== SUPPLIED TEXT ==
════════

Militiamen loyal to an anti-American cleric re-emerged Monday in the southern city of Amarah, hunting down and killing four policemen from a rival militia in a brutal Shiite-on-Shiite settling of scores.
The Iraqi army set up a few roadblocks but did not interfere in the movement of Muqtada al-Sadr’s Mahdi Army fighters after police fled the streets. The latest attacks came despite a public call by al-Sadr to halt the tribal vendetta, suggesting that splinter groups were developing within his militia.
The spread of revenge killings among Shiites in their southern heartland has opened a new and ominous front as American forces struggle to control insurgent and sectarian bloodshed to the north — especially in Baghdad.
In the capital, the U.S. military reported that a soldier was listed as missing Monday night and that American and Iraqi forces were scouring the area where he was last seen. The missing soldier is an Army translator, and the initial report is that he may have been abducted, said a military official in Washington, speaking on condition of anonymity because the information was not cleared for release.
“Coalition and Iraqi Security forces immediately responded to attempt to locate the soldier. The search is ongoing,” the military said in a statement that gave no other details.
With the fighting weighing heavily on the prospects of Republican candidates in midterm elections two weeks away, the military on Monday announced four new U.S. deaths — a Marine and three soldiers. So far this month, 87 American service members have been killed in Iraq.
Al-Maliki cautions against violence
The Iraqi prime minister warned the country against lawlessness and said his military would take unspecified action to stop the mounting bloodshed.
“Let everyone be informed that orders have been issued to the armed forces to stop any transgression against state power and to confront any illegal attempt regardless of its source,” Nouri al-Maliki said in a statement.

════════

== EXCERPTED DATA ==

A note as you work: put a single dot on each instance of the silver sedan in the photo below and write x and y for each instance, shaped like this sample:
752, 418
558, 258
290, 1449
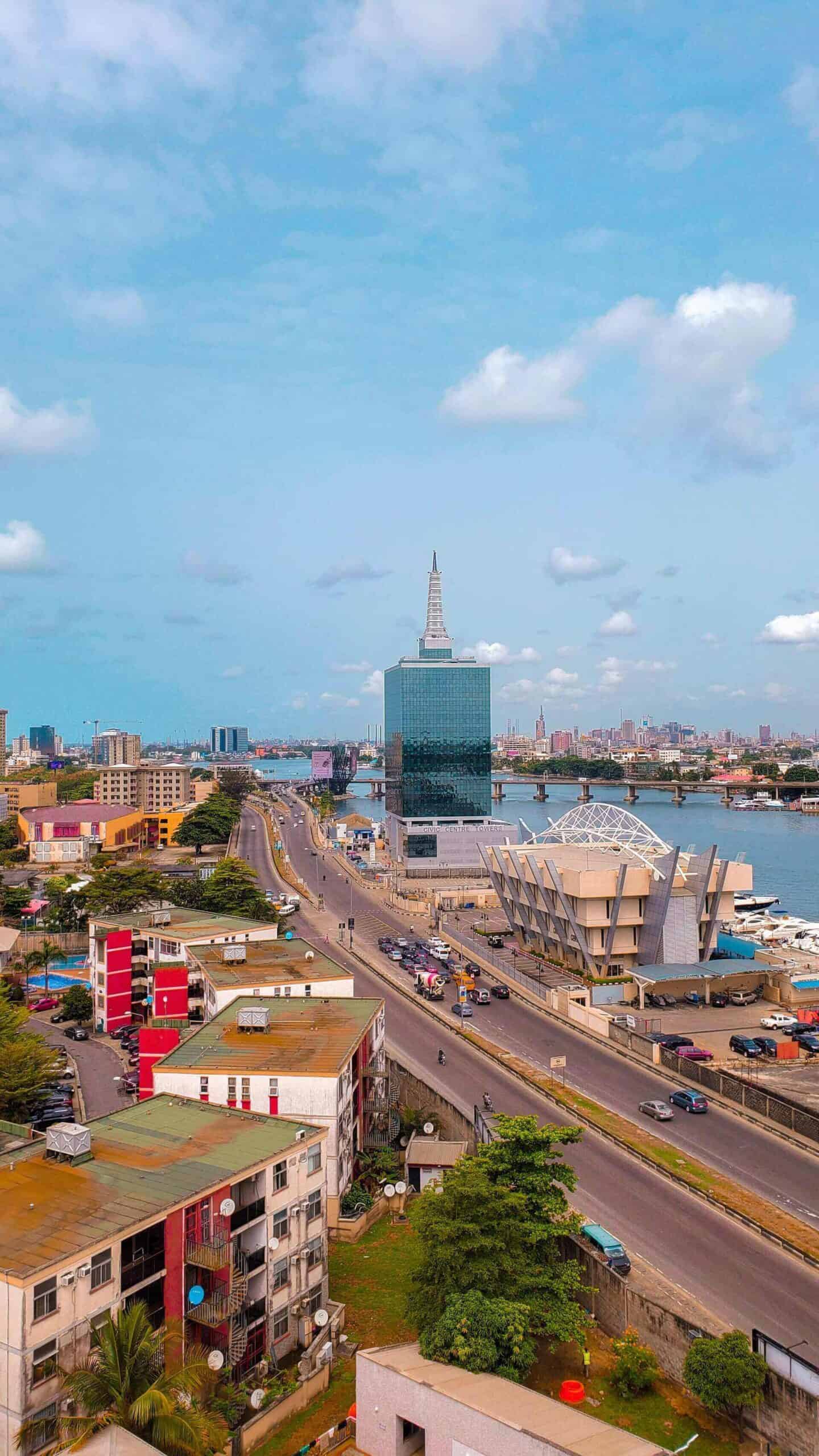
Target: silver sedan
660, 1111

════════

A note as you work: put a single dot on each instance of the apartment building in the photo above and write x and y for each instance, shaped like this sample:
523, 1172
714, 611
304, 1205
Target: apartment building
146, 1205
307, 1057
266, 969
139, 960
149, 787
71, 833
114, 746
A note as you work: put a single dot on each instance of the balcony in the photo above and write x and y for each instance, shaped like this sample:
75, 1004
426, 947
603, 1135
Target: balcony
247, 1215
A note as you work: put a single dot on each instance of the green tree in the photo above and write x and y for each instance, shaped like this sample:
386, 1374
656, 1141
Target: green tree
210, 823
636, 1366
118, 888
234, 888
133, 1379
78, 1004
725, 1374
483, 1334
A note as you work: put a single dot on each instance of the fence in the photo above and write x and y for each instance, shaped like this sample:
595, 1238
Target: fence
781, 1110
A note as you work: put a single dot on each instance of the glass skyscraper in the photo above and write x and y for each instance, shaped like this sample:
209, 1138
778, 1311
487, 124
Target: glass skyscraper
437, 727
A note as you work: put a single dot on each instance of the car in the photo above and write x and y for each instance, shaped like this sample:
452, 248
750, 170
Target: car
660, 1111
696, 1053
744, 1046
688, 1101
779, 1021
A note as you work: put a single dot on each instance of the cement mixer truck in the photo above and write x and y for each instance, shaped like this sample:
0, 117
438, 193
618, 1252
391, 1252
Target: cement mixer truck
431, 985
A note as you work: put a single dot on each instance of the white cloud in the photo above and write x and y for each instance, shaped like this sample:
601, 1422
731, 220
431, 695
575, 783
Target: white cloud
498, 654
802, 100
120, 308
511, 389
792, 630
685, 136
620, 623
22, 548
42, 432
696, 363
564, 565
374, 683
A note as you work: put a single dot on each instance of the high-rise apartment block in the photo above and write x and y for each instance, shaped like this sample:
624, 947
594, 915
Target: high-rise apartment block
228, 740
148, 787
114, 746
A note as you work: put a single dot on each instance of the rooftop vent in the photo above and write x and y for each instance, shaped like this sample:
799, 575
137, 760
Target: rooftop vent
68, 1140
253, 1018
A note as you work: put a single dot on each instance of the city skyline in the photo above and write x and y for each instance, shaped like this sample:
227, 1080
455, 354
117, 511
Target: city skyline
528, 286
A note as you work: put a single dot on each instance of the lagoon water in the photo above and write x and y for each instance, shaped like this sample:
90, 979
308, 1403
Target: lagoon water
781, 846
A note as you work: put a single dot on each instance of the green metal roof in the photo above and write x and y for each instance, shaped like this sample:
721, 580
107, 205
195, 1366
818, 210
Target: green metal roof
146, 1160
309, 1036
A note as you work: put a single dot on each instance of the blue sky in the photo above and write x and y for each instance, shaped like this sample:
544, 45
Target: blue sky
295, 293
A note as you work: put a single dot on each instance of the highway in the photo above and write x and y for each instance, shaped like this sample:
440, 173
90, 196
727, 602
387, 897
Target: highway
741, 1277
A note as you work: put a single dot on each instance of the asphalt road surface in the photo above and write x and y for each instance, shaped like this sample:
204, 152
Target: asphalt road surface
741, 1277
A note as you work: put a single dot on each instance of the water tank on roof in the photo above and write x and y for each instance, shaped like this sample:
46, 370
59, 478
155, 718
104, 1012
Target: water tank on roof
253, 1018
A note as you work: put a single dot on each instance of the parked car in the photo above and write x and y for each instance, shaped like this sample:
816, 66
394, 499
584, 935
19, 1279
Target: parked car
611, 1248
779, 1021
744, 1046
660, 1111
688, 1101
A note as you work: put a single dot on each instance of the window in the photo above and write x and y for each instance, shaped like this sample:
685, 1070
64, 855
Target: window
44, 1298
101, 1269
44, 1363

════════

== WRITTEN REQUEST 1 ==
Name every city or country the news report mentions by name.
== WRITTEN REQUEST 2 ==
Find each line in the rows that contains the word "metal", and copy every one of those lines.
The rows have no link to the news report.

== SOLUTION 1 ==
Amarah, Baghdad, Washington, Iraq

== SOLUTION 2 ==
A note as you work: put a single dot on each instance of the green metal roof in the photo above and write x and y for each instance, shaped like this sample:
Target: green metal roof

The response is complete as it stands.